**** Excerpt provided ****
Now I will say that in the past ten to 15 years there’s been a greater willingness to treat those things seriously than there used to be. It used to be easy to make fun of religious people, even in those settings. But I think we’re changing in that regard. So I have a positive report to give on media about the outward and visible signs. What they can’t grapple with… are the inward and spiritual feelings of people like Jimmy Carter who can’t … who don’t have a, a worship experience that they can show us. They only have testimony. And testimony is disliked by the media.
HEFFNER: Disliked? Or not understood?
WALL: Perhaps it’s the same thing.
HEFFNER: And Al Gore? And Bill Clinton? And George Bush?
WALL: They don’t testify the way Carter does. They don’t say “I’m … “ and we know that, the public knows that. The public knows that all three of these men, who happen to be … well, let’s see … Clinton and Gore are Southern Baptist in background. Bush is currently Methodist. They don’t testify to their faith the way Jimmy Carter did, and…nor are they part of a service oriented community that does things that are easily identifiable … such as John Kennedy would go to church, in his Catholic church, and if cameras were allowed inside the worship, they would see a Mass. You don’t see that much. Bill…Bill Clinton, of course, was a master at, at being a pastor to the country. When there was deep tragedy he was there speaking, he was there identifying with, with the public through their suffering and experiences. And that came out of his background. But notice, he was at his best when dealing with grief and dealing with tragedy … American-wide tragedy … the destruction of the school out in Oklahoma …I mean “of the building” out in Oklahoma City. And crash…crashes or service personnel coming home … that’s when the church, and in his instance… a pastoral image, which is what he represented to me. I always said in my columns … Bill Clinton is one of the finest pastors we ever had, as a minister.
**** Data rows ****
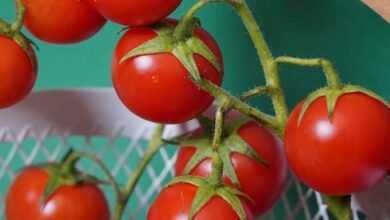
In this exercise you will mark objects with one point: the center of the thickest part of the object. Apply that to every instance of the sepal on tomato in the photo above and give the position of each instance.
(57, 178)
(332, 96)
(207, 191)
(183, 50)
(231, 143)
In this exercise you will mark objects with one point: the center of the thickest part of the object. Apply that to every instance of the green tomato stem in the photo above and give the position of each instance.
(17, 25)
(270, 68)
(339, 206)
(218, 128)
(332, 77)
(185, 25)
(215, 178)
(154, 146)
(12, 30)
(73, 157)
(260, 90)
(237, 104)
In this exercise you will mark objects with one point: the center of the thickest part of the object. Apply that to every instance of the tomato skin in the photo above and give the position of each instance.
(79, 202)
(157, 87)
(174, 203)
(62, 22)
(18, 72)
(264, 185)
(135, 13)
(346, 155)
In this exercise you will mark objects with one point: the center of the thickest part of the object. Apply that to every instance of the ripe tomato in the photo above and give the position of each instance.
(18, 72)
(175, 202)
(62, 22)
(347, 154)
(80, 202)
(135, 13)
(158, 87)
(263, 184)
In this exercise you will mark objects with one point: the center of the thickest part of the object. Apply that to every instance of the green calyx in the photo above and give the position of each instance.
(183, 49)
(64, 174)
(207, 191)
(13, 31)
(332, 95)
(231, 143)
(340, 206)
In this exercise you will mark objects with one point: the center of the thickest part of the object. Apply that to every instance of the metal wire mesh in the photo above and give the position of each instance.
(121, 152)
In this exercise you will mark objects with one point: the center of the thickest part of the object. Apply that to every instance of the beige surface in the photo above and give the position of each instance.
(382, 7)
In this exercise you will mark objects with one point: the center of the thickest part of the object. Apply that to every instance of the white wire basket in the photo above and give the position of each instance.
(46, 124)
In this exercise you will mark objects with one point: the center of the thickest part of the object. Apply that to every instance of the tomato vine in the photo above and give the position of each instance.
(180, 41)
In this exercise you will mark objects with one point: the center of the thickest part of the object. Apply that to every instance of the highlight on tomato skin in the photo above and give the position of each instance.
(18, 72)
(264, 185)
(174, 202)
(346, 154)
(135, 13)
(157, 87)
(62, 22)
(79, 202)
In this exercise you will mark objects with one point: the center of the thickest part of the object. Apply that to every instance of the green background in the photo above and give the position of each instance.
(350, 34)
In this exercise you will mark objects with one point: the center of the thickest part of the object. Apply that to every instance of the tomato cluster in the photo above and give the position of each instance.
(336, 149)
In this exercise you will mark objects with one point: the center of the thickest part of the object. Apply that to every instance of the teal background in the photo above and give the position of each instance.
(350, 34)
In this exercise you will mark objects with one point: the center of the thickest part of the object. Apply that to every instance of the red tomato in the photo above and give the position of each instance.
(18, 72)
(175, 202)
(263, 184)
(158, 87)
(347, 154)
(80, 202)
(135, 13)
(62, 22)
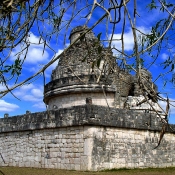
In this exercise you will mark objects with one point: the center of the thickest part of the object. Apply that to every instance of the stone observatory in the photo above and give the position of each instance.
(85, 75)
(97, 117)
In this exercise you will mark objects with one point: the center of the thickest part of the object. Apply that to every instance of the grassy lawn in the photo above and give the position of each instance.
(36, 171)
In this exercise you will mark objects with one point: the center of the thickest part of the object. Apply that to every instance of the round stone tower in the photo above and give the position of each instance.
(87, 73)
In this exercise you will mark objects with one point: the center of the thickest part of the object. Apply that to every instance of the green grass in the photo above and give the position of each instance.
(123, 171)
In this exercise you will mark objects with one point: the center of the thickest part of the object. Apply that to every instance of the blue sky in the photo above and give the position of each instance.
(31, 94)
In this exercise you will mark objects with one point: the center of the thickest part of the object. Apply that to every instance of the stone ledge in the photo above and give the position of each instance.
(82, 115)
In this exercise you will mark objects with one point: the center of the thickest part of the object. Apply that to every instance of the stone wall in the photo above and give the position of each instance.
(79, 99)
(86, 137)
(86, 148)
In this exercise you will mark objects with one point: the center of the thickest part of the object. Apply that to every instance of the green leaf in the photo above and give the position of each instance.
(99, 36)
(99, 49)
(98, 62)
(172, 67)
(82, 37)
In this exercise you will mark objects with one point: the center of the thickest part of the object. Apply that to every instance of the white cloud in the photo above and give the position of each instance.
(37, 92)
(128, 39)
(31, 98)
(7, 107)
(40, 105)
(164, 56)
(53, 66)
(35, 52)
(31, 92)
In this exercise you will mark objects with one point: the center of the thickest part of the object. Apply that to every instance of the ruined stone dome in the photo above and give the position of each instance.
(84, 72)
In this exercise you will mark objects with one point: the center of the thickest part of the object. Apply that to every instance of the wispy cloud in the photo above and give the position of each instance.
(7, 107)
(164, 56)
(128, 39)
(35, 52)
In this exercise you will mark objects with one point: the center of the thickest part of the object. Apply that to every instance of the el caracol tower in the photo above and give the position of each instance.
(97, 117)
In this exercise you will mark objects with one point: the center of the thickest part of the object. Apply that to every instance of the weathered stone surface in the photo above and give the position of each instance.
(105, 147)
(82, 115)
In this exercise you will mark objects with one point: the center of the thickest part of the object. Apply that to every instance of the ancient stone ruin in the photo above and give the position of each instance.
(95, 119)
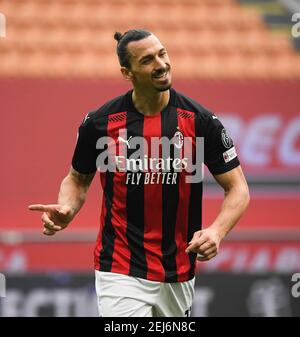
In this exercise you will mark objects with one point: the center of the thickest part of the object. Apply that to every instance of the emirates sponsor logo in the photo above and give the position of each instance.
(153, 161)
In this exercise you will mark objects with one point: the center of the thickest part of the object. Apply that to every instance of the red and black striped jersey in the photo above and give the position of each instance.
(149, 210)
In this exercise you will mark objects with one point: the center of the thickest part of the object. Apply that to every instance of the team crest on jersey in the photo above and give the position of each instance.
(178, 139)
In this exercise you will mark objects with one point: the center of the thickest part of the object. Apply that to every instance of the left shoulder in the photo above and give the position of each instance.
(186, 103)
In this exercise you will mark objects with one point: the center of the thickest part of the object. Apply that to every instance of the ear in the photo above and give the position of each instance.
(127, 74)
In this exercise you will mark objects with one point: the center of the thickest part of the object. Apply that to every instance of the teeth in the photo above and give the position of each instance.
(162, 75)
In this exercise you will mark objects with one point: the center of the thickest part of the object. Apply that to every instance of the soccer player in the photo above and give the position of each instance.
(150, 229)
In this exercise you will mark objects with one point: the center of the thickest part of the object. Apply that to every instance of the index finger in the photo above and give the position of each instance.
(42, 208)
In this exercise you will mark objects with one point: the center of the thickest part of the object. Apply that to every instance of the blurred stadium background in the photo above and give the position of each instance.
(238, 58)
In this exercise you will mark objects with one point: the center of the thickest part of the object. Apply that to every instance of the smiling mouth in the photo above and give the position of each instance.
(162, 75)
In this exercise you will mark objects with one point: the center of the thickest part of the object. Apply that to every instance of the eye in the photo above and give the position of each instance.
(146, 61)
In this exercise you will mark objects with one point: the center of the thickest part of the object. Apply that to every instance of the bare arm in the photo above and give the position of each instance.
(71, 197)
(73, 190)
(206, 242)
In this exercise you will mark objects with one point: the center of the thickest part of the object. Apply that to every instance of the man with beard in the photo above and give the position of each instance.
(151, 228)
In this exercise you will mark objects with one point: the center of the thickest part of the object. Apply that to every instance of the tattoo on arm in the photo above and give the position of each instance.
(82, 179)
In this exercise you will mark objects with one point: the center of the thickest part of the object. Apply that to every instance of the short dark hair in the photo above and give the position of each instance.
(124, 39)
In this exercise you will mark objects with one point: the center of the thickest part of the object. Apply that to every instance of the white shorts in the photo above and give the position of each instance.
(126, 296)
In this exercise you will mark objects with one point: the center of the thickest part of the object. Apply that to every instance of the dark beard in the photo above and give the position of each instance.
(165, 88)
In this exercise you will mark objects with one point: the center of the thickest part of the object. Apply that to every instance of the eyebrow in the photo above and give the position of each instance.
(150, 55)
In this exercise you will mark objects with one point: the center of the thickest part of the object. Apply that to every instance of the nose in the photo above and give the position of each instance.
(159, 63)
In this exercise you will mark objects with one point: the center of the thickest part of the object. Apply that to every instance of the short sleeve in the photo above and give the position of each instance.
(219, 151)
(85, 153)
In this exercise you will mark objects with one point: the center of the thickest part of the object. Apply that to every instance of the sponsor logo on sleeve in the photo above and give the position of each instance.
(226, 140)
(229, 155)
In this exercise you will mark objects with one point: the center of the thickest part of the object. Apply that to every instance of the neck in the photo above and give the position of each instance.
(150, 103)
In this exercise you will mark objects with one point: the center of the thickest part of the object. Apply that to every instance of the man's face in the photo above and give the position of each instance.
****
Retype part of the interview excerpt, beginning at the words "Now I will say" and stopping after "the same thing.". The data after the interview excerpt is separate material.

Now I will say that in the past ten to 15 years there’s been a greater willingness to treat those things seriously than there used to be. It used to be easy to make fun of religious people, even in those settings. But I think we’re changing in that regard. So I have a positive report to give on media about the outward and visible signs. What they can’t grapple with… are the inward and spiritual feelings of people like Jimmy Carter who can’t … who don’t have a, a worship experience that they can show us. They only have testimony. And testimony is disliked by the media.
HEFFNER: Disliked? Or not understood?
WALL: Perhaps it’s the same thing.